— Activity —
The required output is the exact sequence of lines from the line holding "Could you please outline every instance of the leafy" to the end of the records, inclusive.

— Provided information —
■ ■ ■ ■ ■ ■ ■
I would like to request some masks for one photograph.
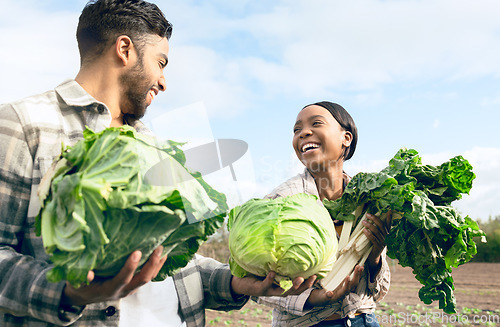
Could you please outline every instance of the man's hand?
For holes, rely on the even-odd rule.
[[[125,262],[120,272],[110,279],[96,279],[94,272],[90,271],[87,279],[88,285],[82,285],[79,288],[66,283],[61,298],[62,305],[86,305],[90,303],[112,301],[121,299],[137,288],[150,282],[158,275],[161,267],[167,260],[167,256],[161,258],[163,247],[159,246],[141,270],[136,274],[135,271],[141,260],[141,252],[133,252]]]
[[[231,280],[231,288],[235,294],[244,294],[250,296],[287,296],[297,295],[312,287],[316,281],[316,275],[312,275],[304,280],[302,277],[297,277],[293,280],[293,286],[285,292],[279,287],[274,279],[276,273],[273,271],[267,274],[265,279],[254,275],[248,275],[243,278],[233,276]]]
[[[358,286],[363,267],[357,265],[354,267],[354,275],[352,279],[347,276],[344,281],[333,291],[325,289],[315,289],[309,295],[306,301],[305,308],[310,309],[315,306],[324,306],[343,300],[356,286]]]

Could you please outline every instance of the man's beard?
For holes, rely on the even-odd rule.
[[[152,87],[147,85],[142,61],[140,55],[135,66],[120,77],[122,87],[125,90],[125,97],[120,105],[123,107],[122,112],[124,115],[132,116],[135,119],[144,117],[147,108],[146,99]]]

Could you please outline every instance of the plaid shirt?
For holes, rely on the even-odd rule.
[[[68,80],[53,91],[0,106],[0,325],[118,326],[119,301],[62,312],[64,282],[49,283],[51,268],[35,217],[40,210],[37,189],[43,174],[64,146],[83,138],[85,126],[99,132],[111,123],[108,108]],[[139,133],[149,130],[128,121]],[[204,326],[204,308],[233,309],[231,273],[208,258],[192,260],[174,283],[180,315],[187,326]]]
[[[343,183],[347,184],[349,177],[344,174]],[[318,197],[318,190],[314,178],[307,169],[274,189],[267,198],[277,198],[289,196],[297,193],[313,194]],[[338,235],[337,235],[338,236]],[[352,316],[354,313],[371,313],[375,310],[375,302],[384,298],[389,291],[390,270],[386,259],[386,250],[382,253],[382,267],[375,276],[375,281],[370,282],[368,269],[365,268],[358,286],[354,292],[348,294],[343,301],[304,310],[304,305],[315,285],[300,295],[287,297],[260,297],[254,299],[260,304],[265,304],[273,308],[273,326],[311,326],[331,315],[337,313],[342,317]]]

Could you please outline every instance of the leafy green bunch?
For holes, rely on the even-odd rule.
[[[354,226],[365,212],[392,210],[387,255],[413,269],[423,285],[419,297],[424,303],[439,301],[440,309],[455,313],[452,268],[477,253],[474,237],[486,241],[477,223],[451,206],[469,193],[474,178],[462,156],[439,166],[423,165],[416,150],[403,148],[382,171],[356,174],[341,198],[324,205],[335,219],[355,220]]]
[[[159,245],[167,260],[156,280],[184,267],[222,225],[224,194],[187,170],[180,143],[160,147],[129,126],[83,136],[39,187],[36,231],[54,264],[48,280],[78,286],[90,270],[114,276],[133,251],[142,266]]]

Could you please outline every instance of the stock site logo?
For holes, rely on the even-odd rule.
■ ■ ■ ■ ■ ■ ■
— Solution to this problem —
Could you please outline every instance of the leafy green bunch?
For holes, rely on the even-odd rule.
[[[354,226],[365,212],[392,210],[387,255],[413,269],[423,285],[419,297],[424,303],[439,301],[440,309],[455,313],[452,268],[477,253],[474,237],[486,241],[477,223],[451,206],[469,193],[474,178],[462,156],[439,166],[423,165],[416,150],[403,148],[382,171],[356,174],[341,198],[324,205],[335,219],[355,220]]]
[[[159,245],[167,260],[156,280],[184,267],[222,225],[224,194],[187,170],[180,143],[160,147],[129,126],[83,136],[39,187],[36,231],[54,264],[48,280],[78,286],[90,270],[114,276],[133,251],[142,266]]]

Could you please outline every instance of the stock site logo?
For holes, rely on the even-odd rule.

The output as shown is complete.